* **WORK INSTRUCTION**:
Reproduce every record below exactly, with the pictures left out.

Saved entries
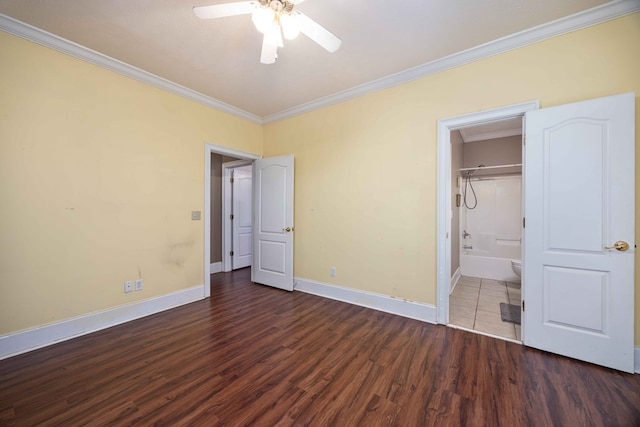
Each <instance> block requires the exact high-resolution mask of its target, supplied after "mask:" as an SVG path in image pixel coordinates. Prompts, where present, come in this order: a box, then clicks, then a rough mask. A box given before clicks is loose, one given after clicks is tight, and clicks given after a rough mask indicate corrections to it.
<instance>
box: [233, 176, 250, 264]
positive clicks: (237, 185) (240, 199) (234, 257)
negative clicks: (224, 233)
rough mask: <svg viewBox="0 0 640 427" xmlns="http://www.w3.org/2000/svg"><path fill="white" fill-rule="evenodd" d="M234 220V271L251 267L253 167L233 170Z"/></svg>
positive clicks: (233, 259) (233, 260) (233, 199)
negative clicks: (251, 228)
mask: <svg viewBox="0 0 640 427" xmlns="http://www.w3.org/2000/svg"><path fill="white" fill-rule="evenodd" d="M232 197H233V220H232V221H231V224H232V225H231V229H232V230H231V233H232V236H233V256H232V257H231V264H232V269H233V270H237V269H238V268H244V267H248V266H250V265H251V247H252V246H253V242H252V239H251V236H252V233H251V228H252V218H251V212H252V210H251V199H252V195H251V166H244V167H241V168H235V169H234V170H233V196H232Z"/></svg>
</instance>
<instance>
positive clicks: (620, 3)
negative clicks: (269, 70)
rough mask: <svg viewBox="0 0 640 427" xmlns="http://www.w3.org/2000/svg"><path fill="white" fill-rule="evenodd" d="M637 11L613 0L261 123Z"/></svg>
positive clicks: (301, 108) (467, 50) (289, 110)
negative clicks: (600, 4)
mask: <svg viewBox="0 0 640 427" xmlns="http://www.w3.org/2000/svg"><path fill="white" fill-rule="evenodd" d="M638 11H640V0H615V1H612V2H610V3H606V4H603V5H601V6H597V7H594V8H592V9H588V10H585V11H583V12H579V13H576V14H574V15H570V16H567V17H564V18H561V19H557V20H555V21H551V22H547V23H545V24H542V25H538V26H537V27H532V28H529V29H527V30H523V31H520V32H518V33H514V34H511V35H508V36H506V37H502V38H499V39H496V40H493V41H490V42H488V43H484V44H481V45H478V46H475V47H472V48H470V49H467V50H463V51H461V52H458V53H454V54H453V55H449V56H446V57H444V58H440V59H437V60H435V61H431V62H427V63H425V64H422V65H418V66H417V67H413V68H409V69H407V70H404V71H401V72H399V73H396V74H391V75H389V76H386V77H383V78H381V79H378V80H373V81H371V82H368V83H365V84H362V85H359V86H356V87H353V88H351V89H347V90H344V91H341V92H337V93H335V94H333V95H329V96H325V97H323V98H319V99H316V100H314V101H311V102H307V103H305V104H301V105H298V106H296V107H292V108H288V109H286V110H283V111H281V112H279V113H275V114H271V115H268V116H265V117H263V122H264V123H265V124H266V123H271V122H275V121H278V120H283V119H286V118H289V117H293V116H297V115H300V114H304V113H307V112H310V111H313V110H317V109H319V108H323V107H327V106H329V105H333V104H338V103H340V102H344V101H347V100H350V99H353V98H356V97H359V96H362V95H365V94H368V93H371V92H375V91H379V90H382V89H387V88H389V87H392V86H397V85H399V84H402V83H406V82H408V81H411V80H415V79H418V78H420V77H424V76H427V75H429V74H434V73H438V72H440V71H444V70H448V69H450V68H454V67H458V66H460V65H464V64H467V63H469V62H473V61H477V60H480V59H483V58H487V57H489V56H493V55H498V54H500V53H504V52H507V51H510V50H513V49H517V48H519V47H522V46H526V45H528V44H532V43H535V42H538V41H541V40H544V39H548V38H551V37H555V36H558V35H561V34H566V33H569V32H571V31H576V30H579V29H582V28H586V27H589V26H592V25H596V24H600V23H602V22H605V21H609V20H612V19H615V18H619V17H621V16H624V15H628V14H630V13H634V12H638Z"/></svg>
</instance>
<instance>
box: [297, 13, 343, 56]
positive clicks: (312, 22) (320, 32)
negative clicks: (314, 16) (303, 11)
mask: <svg viewBox="0 0 640 427" xmlns="http://www.w3.org/2000/svg"><path fill="white" fill-rule="evenodd" d="M295 13H296V14H297V15H298V18H299V19H300V23H301V30H300V31H301V32H302V33H303V34H304V35H306V36H307V37H309V38H310V39H311V40H313V41H314V42H316V43H318V44H319V45H320V46H322V47H323V48H325V49H327V50H328V51H329V52H331V53H333V52H335V51H336V50H338V48H339V47H340V44H341V43H342V41H341V40H340V39H339V38H337V37H336V36H334V35H333V34H331V33H330V32H329V30H327V29H326V28H324V27H323V26H322V25H320V24H318V23H317V22H316V21H314V20H313V19H311V18H309V17H308V16H307V15H305V14H304V13H301V12H298V11H296V12H295Z"/></svg>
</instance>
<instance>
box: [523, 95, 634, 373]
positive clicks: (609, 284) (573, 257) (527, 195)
mask: <svg viewBox="0 0 640 427" xmlns="http://www.w3.org/2000/svg"><path fill="white" fill-rule="evenodd" d="M634 102H635V96H634V94H632V93H628V94H623V95H617V96H611V97H607V98H600V99H594V100H589V101H585V102H578V103H575V104H568V105H562V106H558V107H552V108H545V109H541V110H537V111H531V112H528V113H527V114H526V144H525V155H526V169H525V171H524V175H525V219H526V224H525V225H526V226H525V229H524V236H525V246H524V263H523V292H524V295H523V297H524V302H525V307H524V308H525V310H524V313H523V314H524V322H523V338H524V343H525V344H526V345H528V346H531V347H535V348H539V349H542V350H547V351H550V352H553V353H558V354H562V355H565V356H569V357H573V358H576V359H580V360H584V361H587V362H591V363H596V364H599V365H603V366H608V367H611V368H615V369H619V370H621V371H626V372H633V367H634V366H633V365H634V358H633V340H634V332H633V328H634V259H633V258H634V252H635V250H634V194H635V193H634V191H635V190H634V182H635V162H634V156H635V155H634V144H635V137H634V114H635V113H634ZM622 242H626V243H628V249H624V244H623V243H622Z"/></svg>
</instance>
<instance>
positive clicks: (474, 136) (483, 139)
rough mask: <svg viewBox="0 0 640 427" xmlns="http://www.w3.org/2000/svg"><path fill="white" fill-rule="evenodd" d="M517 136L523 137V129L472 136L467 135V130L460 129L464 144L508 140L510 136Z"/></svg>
mask: <svg viewBox="0 0 640 427" xmlns="http://www.w3.org/2000/svg"><path fill="white" fill-rule="evenodd" d="M517 135H522V129H507V130H501V131H497V132H486V133H480V134H477V135H472V136H469V135H467V130H466V129H460V136H461V137H462V142H475V141H486V140H488V139H498V138H506V137H508V136H517Z"/></svg>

* **OUTPUT FOR THIS EXERCISE**:
Each <instance> block requires the exact high-resolution mask of its target, supplied after "mask:" as an SVG path in image pixel coordinates. Prompts, where present, come in this order: a box, then clicks, then a rough mask. A box given before clicks is loose, one given after clicks is tight, and clicks given after a rough mask indicate corrections to it.
<instance>
box: [233, 176, 250, 264]
positive clicks: (237, 185) (240, 199) (234, 257)
negative clicks: (224, 233)
rough mask: <svg viewBox="0 0 640 427" xmlns="http://www.w3.org/2000/svg"><path fill="white" fill-rule="evenodd" d="M234 220V271L251 267L253 167L233 170Z"/></svg>
positive clicks: (233, 259) (233, 260) (233, 199)
negative clicks: (251, 228)
mask: <svg viewBox="0 0 640 427" xmlns="http://www.w3.org/2000/svg"><path fill="white" fill-rule="evenodd" d="M232 197H233V220H232V221H231V224H232V225H231V229H232V230H231V233H232V236H233V256H232V257H231V264H232V269H233V270H237V269H238V268H244V267H248V266H250V265H251V247H252V246H253V242H252V239H251V236H252V233H251V228H252V218H251V212H252V210H251V199H252V195H251V166H244V167H241V168H235V169H234V170H233V196H232Z"/></svg>
</instance>
<instance>
positive clicks: (620, 3)
negative clicks: (269, 70)
rough mask: <svg viewBox="0 0 640 427" xmlns="http://www.w3.org/2000/svg"><path fill="white" fill-rule="evenodd" d="M637 11L613 0L261 123Z"/></svg>
positive clicks: (301, 108) (467, 50) (289, 110)
negative clicks: (600, 4)
mask: <svg viewBox="0 0 640 427" xmlns="http://www.w3.org/2000/svg"><path fill="white" fill-rule="evenodd" d="M638 11H640V0H615V1H612V2H610V3H606V4H603V5H601V6H597V7H594V8H592V9H588V10H585V11H583V12H579V13H576V14H574V15H570V16H567V17H564V18H561V19H557V20H555V21H551V22H547V23H545V24H542V25H538V26H537V27H532V28H529V29H527V30H523V31H520V32H518V33H514V34H511V35H508V36H506V37H502V38H499V39H496V40H493V41H490V42H488V43H484V44H481V45H478V46H475V47H472V48H470V49H467V50H463V51H461V52H458V53H454V54H453V55H449V56H446V57H444V58H440V59H437V60H435V61H431V62H427V63H425V64H422V65H418V66H417V67H413V68H409V69H407V70H404V71H401V72H399V73H396V74H391V75H389V76H386V77H383V78H381V79H378V80H373V81H371V82H368V83H365V84H362V85H359V86H356V87H353V88H351V89H347V90H344V91H341V92H337V93H335V94H333V95H329V96H325V97H323V98H319V99H316V100H314V101H311V102H307V103H305V104H301V105H298V106H296V107H292V108H288V109H286V110H283V111H281V112H279V113H275V114H271V115H268V116H265V117H263V122H264V123H265V124H266V123H271V122H275V121H278V120H283V119H286V118H289V117H293V116H297V115H300V114H304V113H307V112H310V111H313V110H317V109H319V108H323V107H327V106H329V105H333V104H338V103H340V102H344V101H347V100H350V99H353V98H356V97H359V96H362V95H365V94H368V93H371V92H375V91H379V90H382V89H387V88H389V87H392V86H397V85H399V84H402V83H406V82H408V81H411V80H415V79H418V78H420V77H424V76H427V75H429V74H434V73H438V72H440V71H444V70H448V69H450V68H454V67H458V66H460V65H464V64H467V63H469V62H473V61H477V60H480V59H483V58H487V57H489V56H493V55H498V54H500V53H504V52H507V51H510V50H513V49H517V48H519V47H522V46H526V45H528V44H532V43H535V42H538V41H541V40H544V39H548V38H551V37H555V36H558V35H561V34H566V33H569V32H571V31H576V30H579V29H582V28H586V27H589V26H592V25H596V24H600V23H602V22H605V21H609V20H612V19H615V18H619V17H621V16H624V15H628V14H630V13H634V12H638Z"/></svg>
</instance>
<instance>
box: [297, 13, 343, 56]
positive clicks: (312, 22) (320, 32)
negative clicks: (314, 16) (303, 11)
mask: <svg viewBox="0 0 640 427" xmlns="http://www.w3.org/2000/svg"><path fill="white" fill-rule="evenodd" d="M295 13H296V14H297V15H298V18H299V19H300V23H301V30H300V31H301V32H302V33H303V34H304V35H306V36H307V37H309V38H310V39H311V40H313V41H314V42H316V43H318V44H319V45H320V46H322V47H323V48H325V49H327V50H328V51H329V52H331V53H333V52H335V51H336V50H338V48H339V47H340V44H341V43H342V41H341V40H340V39H339V38H337V37H336V36H334V35H333V34H331V33H330V32H329V30H327V29H326V28H324V27H323V26H322V25H320V24H318V23H317V22H316V21H314V20H313V19H311V18H309V17H308V16H307V15H305V14H304V13H301V12H298V11H296V12H295Z"/></svg>
</instance>
<instance>
box: [523, 95, 634, 373]
positive clicks: (609, 284) (573, 257) (527, 195)
mask: <svg viewBox="0 0 640 427" xmlns="http://www.w3.org/2000/svg"><path fill="white" fill-rule="evenodd" d="M634 102H635V96H634V94H632V93H628V94H623V95H617V96H611V97H607V98H600V99H594V100H589V101H585V102H578V103H575V104H568V105H562V106H558V107H552V108H545V109H541V110H537V111H531V112H528V113H527V114H526V144H525V155H526V169H525V171H524V175H525V219H526V224H525V225H526V226H525V229H524V236H525V246H524V263H523V292H524V295H523V297H524V302H525V307H524V308H525V310H524V313H523V314H524V322H523V338H524V343H525V344H526V345H528V346H531V347H535V348H539V349H542V350H547V351H550V352H553V353H558V354H562V355H565V356H569V357H573V358H576V359H580V360H584V361H587V362H591V363H596V364H599V365H603V366H608V367H611V368H615V369H619V370H621V371H626V372H633V367H634V366H633V365H634V358H633V340H634V332H633V328H634V259H633V258H634V252H635V250H634V194H635V193H634V191H635V190H634V182H635V162H634V156H635V155H634V144H635V137H634V114H635V113H634ZM622 242H626V243H628V249H624V244H623V243H622Z"/></svg>
</instance>
<instance>
positive clicks: (474, 136) (483, 139)
rough mask: <svg viewBox="0 0 640 427" xmlns="http://www.w3.org/2000/svg"><path fill="white" fill-rule="evenodd" d="M517 136L523 137V129L472 136L467 135V130L460 129L464 144L508 140L510 136Z"/></svg>
mask: <svg viewBox="0 0 640 427" xmlns="http://www.w3.org/2000/svg"><path fill="white" fill-rule="evenodd" d="M517 135H522V129H507V130H501V131H497V132H486V133H480V134H477V135H472V136H469V135H467V130H466V129H460V136H461V137H462V142H475V141H486V140H488V139H498V138H506V137H508V136H517Z"/></svg>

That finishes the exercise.